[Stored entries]

+===+

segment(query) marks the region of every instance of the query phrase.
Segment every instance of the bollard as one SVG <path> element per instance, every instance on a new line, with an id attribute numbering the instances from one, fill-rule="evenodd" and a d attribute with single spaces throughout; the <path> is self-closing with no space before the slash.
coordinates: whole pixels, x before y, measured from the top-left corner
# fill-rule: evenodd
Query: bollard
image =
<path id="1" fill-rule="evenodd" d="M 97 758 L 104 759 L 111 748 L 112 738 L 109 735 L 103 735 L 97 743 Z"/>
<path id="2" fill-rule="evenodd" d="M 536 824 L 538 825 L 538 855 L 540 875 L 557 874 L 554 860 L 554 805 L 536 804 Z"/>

+===+

> What the task requires
Read through the data above. Report each line that has the word "bollard".

> Solution for this problem
Segment every instance of the bollard as one SVG <path> element per instance, every instance on a new line, with an id attribute numbering the instances from one, fill-rule="evenodd" and a d attribute with single spaces throughout; the <path> is self-closing with no space before the slash.
Query: bollard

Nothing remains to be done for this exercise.